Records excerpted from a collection
- Opening Delimiter -

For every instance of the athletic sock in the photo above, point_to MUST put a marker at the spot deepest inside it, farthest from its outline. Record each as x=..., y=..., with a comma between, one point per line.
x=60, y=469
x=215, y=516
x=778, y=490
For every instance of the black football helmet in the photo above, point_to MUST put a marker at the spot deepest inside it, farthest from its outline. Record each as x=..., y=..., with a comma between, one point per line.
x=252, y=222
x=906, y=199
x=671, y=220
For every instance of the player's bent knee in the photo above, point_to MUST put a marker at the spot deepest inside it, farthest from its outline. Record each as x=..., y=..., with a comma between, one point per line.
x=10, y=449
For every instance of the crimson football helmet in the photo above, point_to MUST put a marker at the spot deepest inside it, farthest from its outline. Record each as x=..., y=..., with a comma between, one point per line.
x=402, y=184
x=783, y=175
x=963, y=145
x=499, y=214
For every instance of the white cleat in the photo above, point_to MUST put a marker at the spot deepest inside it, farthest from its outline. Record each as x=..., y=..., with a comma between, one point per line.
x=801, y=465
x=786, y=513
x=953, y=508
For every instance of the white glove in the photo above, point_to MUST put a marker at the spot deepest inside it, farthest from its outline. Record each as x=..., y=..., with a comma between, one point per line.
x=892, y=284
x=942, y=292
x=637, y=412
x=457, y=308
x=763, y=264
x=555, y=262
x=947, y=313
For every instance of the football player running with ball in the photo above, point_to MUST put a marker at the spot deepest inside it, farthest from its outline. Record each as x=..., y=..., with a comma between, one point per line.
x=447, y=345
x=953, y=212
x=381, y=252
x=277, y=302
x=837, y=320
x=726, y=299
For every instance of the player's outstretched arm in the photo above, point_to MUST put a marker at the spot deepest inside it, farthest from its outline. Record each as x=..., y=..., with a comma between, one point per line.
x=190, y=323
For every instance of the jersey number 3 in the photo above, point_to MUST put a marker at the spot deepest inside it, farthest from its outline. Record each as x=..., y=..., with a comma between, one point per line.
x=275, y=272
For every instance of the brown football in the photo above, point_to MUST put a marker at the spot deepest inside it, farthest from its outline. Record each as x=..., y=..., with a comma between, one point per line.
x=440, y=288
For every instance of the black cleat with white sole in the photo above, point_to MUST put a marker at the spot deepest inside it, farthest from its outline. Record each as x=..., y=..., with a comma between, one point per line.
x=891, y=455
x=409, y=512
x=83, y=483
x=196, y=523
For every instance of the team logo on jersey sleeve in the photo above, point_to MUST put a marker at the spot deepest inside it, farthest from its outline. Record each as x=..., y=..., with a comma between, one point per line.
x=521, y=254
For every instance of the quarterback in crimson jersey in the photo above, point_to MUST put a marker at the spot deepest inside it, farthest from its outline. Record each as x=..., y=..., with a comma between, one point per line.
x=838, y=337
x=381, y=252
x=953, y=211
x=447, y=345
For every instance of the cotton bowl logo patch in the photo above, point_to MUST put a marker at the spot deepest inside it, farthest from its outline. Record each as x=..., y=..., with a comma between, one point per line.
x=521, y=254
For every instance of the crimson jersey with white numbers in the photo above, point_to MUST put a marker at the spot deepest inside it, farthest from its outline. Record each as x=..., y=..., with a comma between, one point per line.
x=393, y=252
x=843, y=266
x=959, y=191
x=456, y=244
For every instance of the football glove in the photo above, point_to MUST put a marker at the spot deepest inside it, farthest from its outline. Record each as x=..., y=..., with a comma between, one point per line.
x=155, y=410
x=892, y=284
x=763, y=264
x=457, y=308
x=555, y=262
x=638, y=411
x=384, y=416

- Closing Delimiter -
- Opening Delimiter -

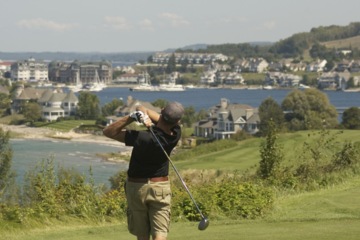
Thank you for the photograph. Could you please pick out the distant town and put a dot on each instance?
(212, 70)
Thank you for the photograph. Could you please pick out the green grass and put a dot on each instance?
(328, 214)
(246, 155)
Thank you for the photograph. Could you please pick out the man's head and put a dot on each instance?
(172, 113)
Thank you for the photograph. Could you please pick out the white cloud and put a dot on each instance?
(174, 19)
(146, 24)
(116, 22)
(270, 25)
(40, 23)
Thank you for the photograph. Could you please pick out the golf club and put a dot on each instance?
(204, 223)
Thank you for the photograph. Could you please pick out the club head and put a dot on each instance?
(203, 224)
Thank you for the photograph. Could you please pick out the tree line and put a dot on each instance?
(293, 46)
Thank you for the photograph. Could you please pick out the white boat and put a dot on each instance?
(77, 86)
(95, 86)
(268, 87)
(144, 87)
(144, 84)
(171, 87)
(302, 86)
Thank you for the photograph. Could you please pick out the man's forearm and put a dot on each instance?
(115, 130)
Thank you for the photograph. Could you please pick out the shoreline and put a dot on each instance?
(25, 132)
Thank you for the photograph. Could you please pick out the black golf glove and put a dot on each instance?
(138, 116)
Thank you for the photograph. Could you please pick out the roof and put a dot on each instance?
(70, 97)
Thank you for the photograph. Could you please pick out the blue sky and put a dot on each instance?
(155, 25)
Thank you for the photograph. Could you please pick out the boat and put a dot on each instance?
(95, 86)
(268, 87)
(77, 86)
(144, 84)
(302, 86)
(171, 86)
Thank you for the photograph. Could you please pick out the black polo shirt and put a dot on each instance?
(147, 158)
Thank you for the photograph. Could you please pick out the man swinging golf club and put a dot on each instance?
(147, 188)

- Closing Delimiter -
- Opening Delimiter -

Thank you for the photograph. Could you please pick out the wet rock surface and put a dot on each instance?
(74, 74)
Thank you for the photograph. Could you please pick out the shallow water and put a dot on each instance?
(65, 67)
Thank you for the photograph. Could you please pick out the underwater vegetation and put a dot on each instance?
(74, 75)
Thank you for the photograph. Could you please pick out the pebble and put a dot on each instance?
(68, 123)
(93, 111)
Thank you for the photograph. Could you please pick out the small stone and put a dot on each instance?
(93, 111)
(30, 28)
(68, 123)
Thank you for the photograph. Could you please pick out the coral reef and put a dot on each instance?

- Closing Delimiter -

### Exercise prompt
Where the data above reaches the line holding "water and put a dot on each instance?", begin printing, and stop after the line holding "reef and put a dot on each instance?". Each line must be reproduced exactly, with nothing else added.

### Finished task
Thank you for the photograph. Could you please pick out the shallow water and put a dot on each instance?
(65, 67)
Thank you for the photograph. Could you please pick out the underwater vegetation and put a dot on each instance?
(74, 75)
Thank you for the photograph. Could you please pick out the pebble and put a dot on each instance?
(68, 123)
(93, 111)
Thank you for the photograph. Could you please pick out the small stone and put a dot on each instance?
(93, 111)
(30, 28)
(68, 123)
Thank you for the photograph. Could you please pick out the coral reef and put a dot on each instance?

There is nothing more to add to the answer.